EXCERPTED PASSAGE Block Start

The play is a fictionalized accounted of Marie-Joseph Angélique, a slave who was executed in 1734 in Montreal, then part of New France, for arson.

== Plot summary ==
The play begins as a young female slave arrives in Montreal from Madiere, Portugal. She is purchased by François Poulin de Franchville for his wife, Thérèse de Couagne, who attests she does not want a slave. Thérèse and François name her Marie-Josèphe Angélique after their dead child. François forces Angélique to have sex with him. At the encouragement of Ignace, Angélique is paired with César, another slave, for breeding. She gives birth to several children, though it is unclear if they are César's or François'. Meanwhile, Angélique begins a romantic relationship with Claude, a white indentured servant.

François dies and Thérèse makes plans to sell Angèlique. Angélique, discovering she is about to be sold, plans to run away to America with Claude. While the two are leaving, a fire breaks out. It is never made clear who set it. On their journey to America, Claude abandons Angèlique, who is later apprehended on suspicion of starting the fire. She is tortured into confessing to starting the fire and is subsequently executed.

== Characters ==
- Marie-Josèphe Angélique
- François Poulin de Franchville, a wealthy iron works owner
- Thérèse de Couagne, wife to François
- Claude Thibault, an indentured servant
- Ignace Gamelin, business partner of François
- César, Ignace's slave
- Manon, an Aboriginal slave
- Reporter
- Margeurite
- Hypolite
- Marie Louise
- Marie Josephe
- Jean Josephe
- François de Beray

== Production history ==
Angélique premiered in 1998 at the playRites festival at Alberta Theatre Projects in Calgary.

In 1999, the play had its American premiere at the Detroit Repertory Theatre in Detroit, Michigan. That same year, it was produced in New York, off-Broadway at the Manhattan Class Company Theatre. In New York, it was nominated for eight Audelco Awards. This production was directed by Derek Anson Jones and starred Lisa Gay Hamilton, who understudied the role until Patrice Johnson, the show's original Angèlique, departed mere days before the show.

Angélique was first published in February 2000 by Playwrights Canada Press.

EXCERPTED PASSAGE Block End
DATA Block Start

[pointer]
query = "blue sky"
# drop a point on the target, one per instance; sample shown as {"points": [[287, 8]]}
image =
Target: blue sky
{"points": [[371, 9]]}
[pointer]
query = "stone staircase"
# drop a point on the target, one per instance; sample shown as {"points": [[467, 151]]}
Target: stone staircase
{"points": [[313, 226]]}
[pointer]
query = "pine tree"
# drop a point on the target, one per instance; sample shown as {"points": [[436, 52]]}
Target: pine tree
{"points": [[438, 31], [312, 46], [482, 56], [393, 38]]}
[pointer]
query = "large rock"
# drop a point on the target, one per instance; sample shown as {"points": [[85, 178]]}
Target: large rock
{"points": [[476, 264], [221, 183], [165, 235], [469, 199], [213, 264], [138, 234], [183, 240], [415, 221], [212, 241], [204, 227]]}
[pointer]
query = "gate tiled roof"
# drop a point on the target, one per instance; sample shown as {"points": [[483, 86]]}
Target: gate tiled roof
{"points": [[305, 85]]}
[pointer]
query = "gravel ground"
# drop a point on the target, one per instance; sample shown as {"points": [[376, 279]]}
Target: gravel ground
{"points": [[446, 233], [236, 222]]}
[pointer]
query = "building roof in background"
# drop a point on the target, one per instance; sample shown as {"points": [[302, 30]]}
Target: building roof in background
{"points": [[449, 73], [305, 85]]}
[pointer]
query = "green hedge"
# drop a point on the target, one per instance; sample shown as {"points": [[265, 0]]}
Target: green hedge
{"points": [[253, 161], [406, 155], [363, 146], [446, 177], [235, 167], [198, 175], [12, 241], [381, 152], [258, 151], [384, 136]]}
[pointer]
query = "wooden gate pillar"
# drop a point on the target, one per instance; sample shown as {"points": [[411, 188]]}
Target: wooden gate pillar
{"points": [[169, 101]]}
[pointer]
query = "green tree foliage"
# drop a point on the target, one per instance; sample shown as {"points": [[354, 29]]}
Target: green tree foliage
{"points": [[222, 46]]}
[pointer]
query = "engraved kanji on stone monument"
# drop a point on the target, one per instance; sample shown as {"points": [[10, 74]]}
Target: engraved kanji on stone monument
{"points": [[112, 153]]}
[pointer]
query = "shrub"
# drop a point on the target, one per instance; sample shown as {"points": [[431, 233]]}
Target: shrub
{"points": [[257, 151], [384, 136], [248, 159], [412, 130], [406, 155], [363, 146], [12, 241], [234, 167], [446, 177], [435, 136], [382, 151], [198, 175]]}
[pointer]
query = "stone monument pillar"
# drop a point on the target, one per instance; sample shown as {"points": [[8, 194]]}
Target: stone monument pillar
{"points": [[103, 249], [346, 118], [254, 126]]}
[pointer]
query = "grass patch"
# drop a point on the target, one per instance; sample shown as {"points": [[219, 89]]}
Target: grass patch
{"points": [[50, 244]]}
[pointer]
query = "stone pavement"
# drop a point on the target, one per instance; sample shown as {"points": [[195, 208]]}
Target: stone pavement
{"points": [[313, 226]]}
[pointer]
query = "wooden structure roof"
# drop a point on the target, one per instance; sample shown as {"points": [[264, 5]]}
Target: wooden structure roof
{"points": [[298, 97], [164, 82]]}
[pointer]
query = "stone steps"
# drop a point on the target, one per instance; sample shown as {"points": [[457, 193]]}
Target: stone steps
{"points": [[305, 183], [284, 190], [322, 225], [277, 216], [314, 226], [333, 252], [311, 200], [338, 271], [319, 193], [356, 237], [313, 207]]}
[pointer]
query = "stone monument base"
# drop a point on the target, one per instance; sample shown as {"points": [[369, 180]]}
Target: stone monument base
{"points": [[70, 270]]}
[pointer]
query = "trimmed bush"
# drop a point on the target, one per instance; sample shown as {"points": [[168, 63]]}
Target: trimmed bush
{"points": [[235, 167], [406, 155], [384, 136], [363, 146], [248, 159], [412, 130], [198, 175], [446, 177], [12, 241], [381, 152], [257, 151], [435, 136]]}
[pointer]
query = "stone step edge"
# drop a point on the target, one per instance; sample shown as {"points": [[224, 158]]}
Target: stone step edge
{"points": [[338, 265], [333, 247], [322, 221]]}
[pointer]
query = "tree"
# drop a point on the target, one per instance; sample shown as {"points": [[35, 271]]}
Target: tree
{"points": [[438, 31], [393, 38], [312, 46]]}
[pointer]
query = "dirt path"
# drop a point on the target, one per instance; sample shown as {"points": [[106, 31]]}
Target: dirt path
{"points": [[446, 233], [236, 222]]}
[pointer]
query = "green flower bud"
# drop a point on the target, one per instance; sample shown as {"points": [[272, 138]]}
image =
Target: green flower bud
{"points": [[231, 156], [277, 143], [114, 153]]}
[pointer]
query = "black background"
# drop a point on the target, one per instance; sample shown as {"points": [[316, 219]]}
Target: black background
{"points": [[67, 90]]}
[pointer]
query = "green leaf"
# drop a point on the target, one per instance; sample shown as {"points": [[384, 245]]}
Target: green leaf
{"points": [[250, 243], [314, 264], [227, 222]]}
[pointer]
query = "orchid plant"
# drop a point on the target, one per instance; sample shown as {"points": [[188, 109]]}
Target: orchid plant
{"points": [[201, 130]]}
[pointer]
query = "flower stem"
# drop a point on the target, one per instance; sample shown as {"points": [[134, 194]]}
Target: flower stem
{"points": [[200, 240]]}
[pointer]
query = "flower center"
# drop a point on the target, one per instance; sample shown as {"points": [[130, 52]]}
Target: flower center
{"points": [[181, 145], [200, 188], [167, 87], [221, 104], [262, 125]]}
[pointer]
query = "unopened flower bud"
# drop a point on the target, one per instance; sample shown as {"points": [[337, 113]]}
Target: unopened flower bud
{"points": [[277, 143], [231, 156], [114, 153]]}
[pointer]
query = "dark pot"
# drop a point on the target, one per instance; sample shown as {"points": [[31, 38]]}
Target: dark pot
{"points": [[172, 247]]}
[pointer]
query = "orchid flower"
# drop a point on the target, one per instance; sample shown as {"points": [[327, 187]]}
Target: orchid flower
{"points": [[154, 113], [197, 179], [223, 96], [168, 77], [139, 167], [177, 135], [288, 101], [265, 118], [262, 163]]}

DATA Block End

**YOUR GOAL**
In the play passage, where did Angélique premiere? Rely only on the play passage to answer.

**OUTPUT BELOW**
At the playRites festival at Alberta Theatre Projects in Calgary, in 1998.